- Page extract
******

IBM will use its information technology capabilities to power the Help Defeat Cancer project on World Community Grid for a minimum of three months. The project will give researchers an opportunity to analyse large numbers of cancer tissue microarrays (TMAs) simultaneously allowing multiple experiments to be conducted in shorter periods of time.
“As a result of the Help Defeat Cancer project, World Community Grid makes
it possible to analyse in one day the number of specimens that would take approximately 130 years to complete using a traditional computer,” said Dr.
David J. Foran, lead researcher and professor of pathology and director of the Center for Biomedical Imaging at the UMDNJ-Robert Wood Johnson Medical School and co-director of the Immunohistochemistry shared resources program of The Cancer Institute of New Jersey. “Without World Community Grid, TMAs are processed in individual or small batches that are analysed on standard
computers.”
Researchers believe the speed and sophistication of World Community Grid
could make it possible to detect and track subtle changes in measurable parameters that could facilitate the discovery of prognosis clues, which are not apparent by human inspection or traditional analysis alone.
Researchers have already created a web-based, robotic prototype to automatically image, analyse, archive and share tissue microarrays. The Help Defeat Cancer project will begin with the analysis of breast cancer TMAs followed by an analysis involving head and neck cancers.

******

[Natural-language object grounding data]
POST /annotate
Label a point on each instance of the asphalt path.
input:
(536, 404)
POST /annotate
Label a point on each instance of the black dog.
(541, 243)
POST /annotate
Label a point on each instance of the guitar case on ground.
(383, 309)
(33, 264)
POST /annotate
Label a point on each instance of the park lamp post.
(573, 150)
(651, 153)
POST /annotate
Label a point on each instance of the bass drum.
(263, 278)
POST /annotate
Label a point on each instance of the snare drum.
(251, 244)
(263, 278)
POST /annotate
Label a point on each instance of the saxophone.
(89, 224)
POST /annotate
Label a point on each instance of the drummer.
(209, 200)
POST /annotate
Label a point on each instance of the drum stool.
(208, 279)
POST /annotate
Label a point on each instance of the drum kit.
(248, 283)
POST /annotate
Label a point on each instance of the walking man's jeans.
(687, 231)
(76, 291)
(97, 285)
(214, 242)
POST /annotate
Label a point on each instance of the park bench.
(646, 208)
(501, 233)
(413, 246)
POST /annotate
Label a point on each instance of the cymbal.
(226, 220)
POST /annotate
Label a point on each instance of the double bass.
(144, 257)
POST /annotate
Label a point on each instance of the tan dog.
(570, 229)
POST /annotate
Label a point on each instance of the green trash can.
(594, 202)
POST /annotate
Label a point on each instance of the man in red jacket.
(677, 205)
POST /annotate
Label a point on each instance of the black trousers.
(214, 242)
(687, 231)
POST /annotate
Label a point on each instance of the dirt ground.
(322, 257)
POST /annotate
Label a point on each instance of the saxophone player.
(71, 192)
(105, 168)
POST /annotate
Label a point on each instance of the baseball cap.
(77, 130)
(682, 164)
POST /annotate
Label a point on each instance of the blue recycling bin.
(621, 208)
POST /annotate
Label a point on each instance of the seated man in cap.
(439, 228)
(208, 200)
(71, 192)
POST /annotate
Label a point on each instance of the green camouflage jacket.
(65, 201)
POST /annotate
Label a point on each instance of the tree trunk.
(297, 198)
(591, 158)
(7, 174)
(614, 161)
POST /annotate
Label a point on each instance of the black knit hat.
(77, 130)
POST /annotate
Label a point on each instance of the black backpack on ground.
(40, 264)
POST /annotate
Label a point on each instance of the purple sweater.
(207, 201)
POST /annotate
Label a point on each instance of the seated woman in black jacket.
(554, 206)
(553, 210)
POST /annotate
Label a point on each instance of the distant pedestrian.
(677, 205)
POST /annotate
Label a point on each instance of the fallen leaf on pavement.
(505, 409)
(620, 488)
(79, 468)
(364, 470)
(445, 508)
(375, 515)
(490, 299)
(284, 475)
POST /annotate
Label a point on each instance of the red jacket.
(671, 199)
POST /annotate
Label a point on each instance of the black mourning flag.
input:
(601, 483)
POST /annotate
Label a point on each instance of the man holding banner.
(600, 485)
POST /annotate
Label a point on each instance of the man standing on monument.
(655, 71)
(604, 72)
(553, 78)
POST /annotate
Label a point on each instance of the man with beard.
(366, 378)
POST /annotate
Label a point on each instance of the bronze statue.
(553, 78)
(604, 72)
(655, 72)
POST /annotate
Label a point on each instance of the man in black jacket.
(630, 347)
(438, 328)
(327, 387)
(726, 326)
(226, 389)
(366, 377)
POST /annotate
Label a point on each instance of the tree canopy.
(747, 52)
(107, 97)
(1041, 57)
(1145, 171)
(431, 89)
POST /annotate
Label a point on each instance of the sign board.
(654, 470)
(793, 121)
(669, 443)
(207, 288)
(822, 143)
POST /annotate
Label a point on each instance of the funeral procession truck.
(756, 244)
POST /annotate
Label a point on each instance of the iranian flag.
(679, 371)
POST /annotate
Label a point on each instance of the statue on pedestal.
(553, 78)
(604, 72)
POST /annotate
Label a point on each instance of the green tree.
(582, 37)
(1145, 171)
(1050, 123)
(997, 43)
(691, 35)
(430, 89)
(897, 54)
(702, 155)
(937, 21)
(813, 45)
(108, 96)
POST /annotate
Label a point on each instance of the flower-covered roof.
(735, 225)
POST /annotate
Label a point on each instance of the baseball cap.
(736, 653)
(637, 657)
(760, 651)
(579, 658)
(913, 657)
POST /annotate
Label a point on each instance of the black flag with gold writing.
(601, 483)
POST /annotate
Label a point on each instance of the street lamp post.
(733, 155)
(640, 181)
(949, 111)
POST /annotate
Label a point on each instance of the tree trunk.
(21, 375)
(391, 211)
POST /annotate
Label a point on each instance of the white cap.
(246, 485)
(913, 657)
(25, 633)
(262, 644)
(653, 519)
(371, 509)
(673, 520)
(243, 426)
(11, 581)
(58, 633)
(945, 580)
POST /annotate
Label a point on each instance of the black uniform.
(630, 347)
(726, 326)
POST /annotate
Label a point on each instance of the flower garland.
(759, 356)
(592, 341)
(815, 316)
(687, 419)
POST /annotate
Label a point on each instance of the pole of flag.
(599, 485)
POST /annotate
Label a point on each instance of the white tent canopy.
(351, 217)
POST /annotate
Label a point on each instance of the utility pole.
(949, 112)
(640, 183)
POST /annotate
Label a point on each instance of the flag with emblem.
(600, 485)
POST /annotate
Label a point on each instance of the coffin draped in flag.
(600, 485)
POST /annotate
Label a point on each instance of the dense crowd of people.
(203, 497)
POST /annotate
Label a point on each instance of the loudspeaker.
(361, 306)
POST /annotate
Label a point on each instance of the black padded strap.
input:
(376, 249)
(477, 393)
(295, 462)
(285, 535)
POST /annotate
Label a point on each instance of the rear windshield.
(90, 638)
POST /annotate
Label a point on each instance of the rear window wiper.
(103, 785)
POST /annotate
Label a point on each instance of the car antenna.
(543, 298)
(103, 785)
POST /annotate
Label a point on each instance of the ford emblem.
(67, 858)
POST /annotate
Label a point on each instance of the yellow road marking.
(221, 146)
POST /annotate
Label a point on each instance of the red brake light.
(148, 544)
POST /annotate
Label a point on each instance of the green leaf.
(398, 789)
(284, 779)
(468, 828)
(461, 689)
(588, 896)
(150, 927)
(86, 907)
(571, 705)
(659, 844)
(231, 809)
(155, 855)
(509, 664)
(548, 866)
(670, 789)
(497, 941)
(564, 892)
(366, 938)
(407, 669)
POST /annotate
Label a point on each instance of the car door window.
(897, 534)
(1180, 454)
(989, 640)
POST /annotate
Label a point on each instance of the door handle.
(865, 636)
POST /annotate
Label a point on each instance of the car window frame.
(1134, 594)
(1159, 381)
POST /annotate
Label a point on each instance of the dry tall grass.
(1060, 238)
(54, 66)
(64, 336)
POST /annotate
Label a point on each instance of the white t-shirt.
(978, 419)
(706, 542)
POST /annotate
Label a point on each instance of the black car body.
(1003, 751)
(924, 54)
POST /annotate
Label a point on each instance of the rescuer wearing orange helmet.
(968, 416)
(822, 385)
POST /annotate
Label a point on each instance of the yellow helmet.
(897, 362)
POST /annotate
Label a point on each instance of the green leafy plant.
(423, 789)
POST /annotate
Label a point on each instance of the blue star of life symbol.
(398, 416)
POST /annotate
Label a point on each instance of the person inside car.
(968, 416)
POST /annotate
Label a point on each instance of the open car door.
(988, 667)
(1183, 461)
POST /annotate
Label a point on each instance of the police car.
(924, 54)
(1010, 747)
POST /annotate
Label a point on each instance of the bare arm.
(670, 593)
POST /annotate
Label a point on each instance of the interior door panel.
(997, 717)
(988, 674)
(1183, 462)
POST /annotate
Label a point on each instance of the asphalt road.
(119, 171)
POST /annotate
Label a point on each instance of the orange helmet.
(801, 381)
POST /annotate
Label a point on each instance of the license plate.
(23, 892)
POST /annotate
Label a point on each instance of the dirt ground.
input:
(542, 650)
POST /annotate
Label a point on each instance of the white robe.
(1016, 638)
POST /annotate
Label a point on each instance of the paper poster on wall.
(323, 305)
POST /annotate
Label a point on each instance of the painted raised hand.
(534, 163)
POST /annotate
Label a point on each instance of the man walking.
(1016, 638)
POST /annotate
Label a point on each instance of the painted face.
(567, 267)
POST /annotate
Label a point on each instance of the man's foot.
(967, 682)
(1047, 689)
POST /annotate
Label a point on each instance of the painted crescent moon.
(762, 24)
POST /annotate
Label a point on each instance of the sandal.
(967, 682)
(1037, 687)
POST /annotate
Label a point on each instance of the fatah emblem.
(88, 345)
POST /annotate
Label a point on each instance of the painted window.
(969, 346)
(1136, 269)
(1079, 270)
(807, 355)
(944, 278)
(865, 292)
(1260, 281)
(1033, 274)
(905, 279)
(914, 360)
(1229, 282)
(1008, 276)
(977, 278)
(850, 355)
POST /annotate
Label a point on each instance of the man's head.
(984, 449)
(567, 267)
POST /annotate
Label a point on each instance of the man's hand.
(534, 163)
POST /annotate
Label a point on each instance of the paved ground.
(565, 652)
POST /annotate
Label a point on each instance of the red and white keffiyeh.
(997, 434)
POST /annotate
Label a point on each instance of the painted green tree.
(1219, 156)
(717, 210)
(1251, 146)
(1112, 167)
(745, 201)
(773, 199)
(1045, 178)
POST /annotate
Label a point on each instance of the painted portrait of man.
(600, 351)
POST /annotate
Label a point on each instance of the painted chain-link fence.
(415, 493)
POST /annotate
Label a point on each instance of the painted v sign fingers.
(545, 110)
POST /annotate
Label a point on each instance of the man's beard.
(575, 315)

******

- What to work on
Pick up the article on IBM's Help Defeat Cancer project after its last sentence and carry it forward.

- Written response
Commenting on the launch of the World Community Grid project, Peter Cardy,
Chief Executive, Macmillan Cancer Support, said: “Cancer affects everyone and the ‘Help Defeat Cancer’ project gives everyone an exciting chance to help advance cancer treatment. At Macmillan we are keen to embrace new innovations, we are running a campaign to encourage people to lobby their MP via the internet. So we will be taking part and encouraging everyone with a computer to help with this critical work. Together we can make a tremendous difference to the lives of people affected by cancer.”
“It is a true testament to the quality of research being conducted at The
Cancer Institute of New Jersey to be part of a project that could quite literally change the way cancer research is performed,” stated Dr. William N. Hait, director of the Cancer Institute of New Jersey and associated dean of Oncology programs and professor of Medicine and Pharmacology at the UMDNJ-Robert Wood Johnson Medical School. Through World Community Grid anyone can donate idle and unused time from their computer by downloading World Community Grid’s free software and registering at www.worldcommunitygrid.org. Fast, easy, safe and secure, more than 200,000 individuals are now volunteering power from more than 360,000 computers to advance cancer research through World Community Grid.
Computers running Windows, Linux or Mac operating systems can all participate in World Community Grid.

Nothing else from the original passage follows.